- Date: 9–14 March 2026
- Edition: 2nd
- Category: WTA 125
- Prize money: $115,000
- Surface: Hard
- Location: Austin, United States

Champions

Singles
- Lanlana Tararudee

Doubles
- Chan Hao-ching / Miyu Kato
- ← 2025 · Austin Challenger · 2027 →

= 2026 Austin Challenger =

The 2026 Austin 125 was a professional women's tennis tournament played on outdoor hardcourts. It was the second edition of the tournament and part of the 2026 WTA 125 tournaments. It took place at the Courtyard Racquet Club in Austin, United States between 9 and 14 March 2026.

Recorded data
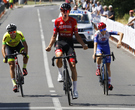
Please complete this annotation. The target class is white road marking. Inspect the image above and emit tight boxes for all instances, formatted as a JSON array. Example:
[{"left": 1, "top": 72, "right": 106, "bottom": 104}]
[
  {"left": 37, "top": 9, "right": 54, "bottom": 88},
  {"left": 0, "top": 107, "right": 135, "bottom": 110}
]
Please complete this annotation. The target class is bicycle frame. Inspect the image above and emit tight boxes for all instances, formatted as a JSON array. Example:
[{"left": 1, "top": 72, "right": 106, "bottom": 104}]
[
  {"left": 94, "top": 52, "right": 115, "bottom": 95},
  {"left": 52, "top": 56, "right": 75, "bottom": 105},
  {"left": 6, "top": 51, "right": 27, "bottom": 97}
]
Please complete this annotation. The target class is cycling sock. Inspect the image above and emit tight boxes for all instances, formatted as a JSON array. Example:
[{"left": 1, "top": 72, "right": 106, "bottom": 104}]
[
  {"left": 58, "top": 67, "right": 62, "bottom": 75},
  {"left": 108, "top": 77, "right": 111, "bottom": 84},
  {"left": 23, "top": 64, "right": 27, "bottom": 68},
  {"left": 11, "top": 78, "right": 16, "bottom": 86},
  {"left": 73, "top": 81, "right": 77, "bottom": 91},
  {"left": 97, "top": 64, "right": 100, "bottom": 69}
]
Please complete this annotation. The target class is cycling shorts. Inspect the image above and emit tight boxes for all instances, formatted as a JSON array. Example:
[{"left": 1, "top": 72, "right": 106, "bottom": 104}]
[
  {"left": 54, "top": 40, "right": 77, "bottom": 63},
  {"left": 6, "top": 42, "right": 24, "bottom": 62},
  {"left": 96, "top": 46, "right": 111, "bottom": 63}
]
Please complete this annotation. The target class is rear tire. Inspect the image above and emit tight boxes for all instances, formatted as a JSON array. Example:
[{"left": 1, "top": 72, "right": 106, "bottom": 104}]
[
  {"left": 104, "top": 64, "right": 108, "bottom": 95},
  {"left": 18, "top": 67, "right": 24, "bottom": 97},
  {"left": 65, "top": 70, "right": 71, "bottom": 105},
  {"left": 88, "top": 42, "right": 94, "bottom": 48}
]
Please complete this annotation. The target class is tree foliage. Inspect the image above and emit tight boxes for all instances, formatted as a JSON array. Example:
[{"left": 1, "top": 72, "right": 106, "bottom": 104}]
[{"left": 99, "top": 0, "right": 135, "bottom": 18}]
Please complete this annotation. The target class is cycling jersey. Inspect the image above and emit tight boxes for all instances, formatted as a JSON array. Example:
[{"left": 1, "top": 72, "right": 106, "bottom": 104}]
[
  {"left": 2, "top": 31, "right": 25, "bottom": 47},
  {"left": 54, "top": 16, "right": 78, "bottom": 39},
  {"left": 54, "top": 16, "right": 78, "bottom": 62},
  {"left": 94, "top": 31, "right": 118, "bottom": 47},
  {"left": 94, "top": 31, "right": 118, "bottom": 63}
]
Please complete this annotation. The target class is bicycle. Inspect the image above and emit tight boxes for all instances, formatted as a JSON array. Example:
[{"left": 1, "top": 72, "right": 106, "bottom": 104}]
[
  {"left": 52, "top": 55, "right": 75, "bottom": 105},
  {"left": 6, "top": 51, "right": 26, "bottom": 97},
  {"left": 94, "top": 52, "right": 115, "bottom": 95}
]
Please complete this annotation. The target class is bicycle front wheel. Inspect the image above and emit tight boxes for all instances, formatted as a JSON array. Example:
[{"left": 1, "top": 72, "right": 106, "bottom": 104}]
[
  {"left": 104, "top": 64, "right": 108, "bottom": 95},
  {"left": 65, "top": 70, "right": 71, "bottom": 105},
  {"left": 18, "top": 66, "right": 24, "bottom": 97}
]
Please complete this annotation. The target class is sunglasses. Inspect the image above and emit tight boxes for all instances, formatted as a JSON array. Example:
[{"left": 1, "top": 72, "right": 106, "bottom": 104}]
[
  {"left": 100, "top": 28, "right": 106, "bottom": 32},
  {"left": 8, "top": 31, "right": 16, "bottom": 34},
  {"left": 61, "top": 9, "right": 69, "bottom": 13}
]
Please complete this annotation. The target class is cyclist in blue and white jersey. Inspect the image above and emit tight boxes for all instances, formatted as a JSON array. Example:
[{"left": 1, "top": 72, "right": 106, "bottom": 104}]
[{"left": 93, "top": 22, "right": 124, "bottom": 90}]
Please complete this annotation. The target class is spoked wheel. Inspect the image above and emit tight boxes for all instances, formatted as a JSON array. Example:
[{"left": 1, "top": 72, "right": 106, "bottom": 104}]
[
  {"left": 64, "top": 70, "right": 71, "bottom": 105},
  {"left": 104, "top": 64, "right": 108, "bottom": 95},
  {"left": 18, "top": 68, "right": 24, "bottom": 97}
]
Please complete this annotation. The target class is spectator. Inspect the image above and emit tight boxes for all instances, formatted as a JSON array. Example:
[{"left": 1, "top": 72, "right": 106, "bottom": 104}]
[
  {"left": 91, "top": 3, "right": 97, "bottom": 14},
  {"left": 65, "top": 0, "right": 70, "bottom": 4},
  {"left": 96, "top": 1, "right": 103, "bottom": 15},
  {"left": 81, "top": 0, "right": 86, "bottom": 10},
  {"left": 108, "top": 5, "right": 115, "bottom": 21},
  {"left": 73, "top": 5, "right": 78, "bottom": 10},
  {"left": 85, "top": 0, "right": 90, "bottom": 11},
  {"left": 101, "top": 5, "right": 108, "bottom": 17},
  {"left": 93, "top": 0, "right": 97, "bottom": 7},
  {"left": 78, "top": 0, "right": 83, "bottom": 9},
  {"left": 127, "top": 10, "right": 135, "bottom": 28}
]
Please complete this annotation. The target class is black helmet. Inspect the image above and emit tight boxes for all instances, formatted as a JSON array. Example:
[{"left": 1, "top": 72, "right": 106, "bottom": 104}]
[
  {"left": 6, "top": 23, "right": 17, "bottom": 32},
  {"left": 60, "top": 3, "right": 71, "bottom": 10}
]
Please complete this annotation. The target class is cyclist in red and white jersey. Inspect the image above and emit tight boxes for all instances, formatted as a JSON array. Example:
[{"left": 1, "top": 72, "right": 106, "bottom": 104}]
[
  {"left": 46, "top": 3, "right": 88, "bottom": 99},
  {"left": 93, "top": 22, "right": 124, "bottom": 90}
]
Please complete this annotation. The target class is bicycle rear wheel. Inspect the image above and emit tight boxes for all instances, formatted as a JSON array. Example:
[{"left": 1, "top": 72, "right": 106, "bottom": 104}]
[
  {"left": 64, "top": 70, "right": 71, "bottom": 105},
  {"left": 104, "top": 64, "right": 108, "bottom": 95},
  {"left": 18, "top": 66, "right": 24, "bottom": 97}
]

» **Exercise**: Carry on the article about the 2026 Austin Challenger from the point at which it ends. No task requires the records.

» **The response**:
==Singles main-draw entrants==
===Seeds===

| Country | Player | Rank^{1} | Seed |
|---|---|---|---|
| USA | Emma Navarro | 24 | 1 |
| USA | McCartney Kessler | 51 | 2 |
| ARG | Solana Sierra | 65 | 3 |
| BRA | Beatriz Haddad Maia | 67 | 4 |
| USA | Caty McNally | 68 | 5 |
| AUS | Kimberly Birrell | 69 | 6 |
|  | Oksana Selekhmeteva | 71 | 7 |
| CRO | Petra Marčinko | 72 | 8 |

- ^{1} Rankings are as of 2 March 2026.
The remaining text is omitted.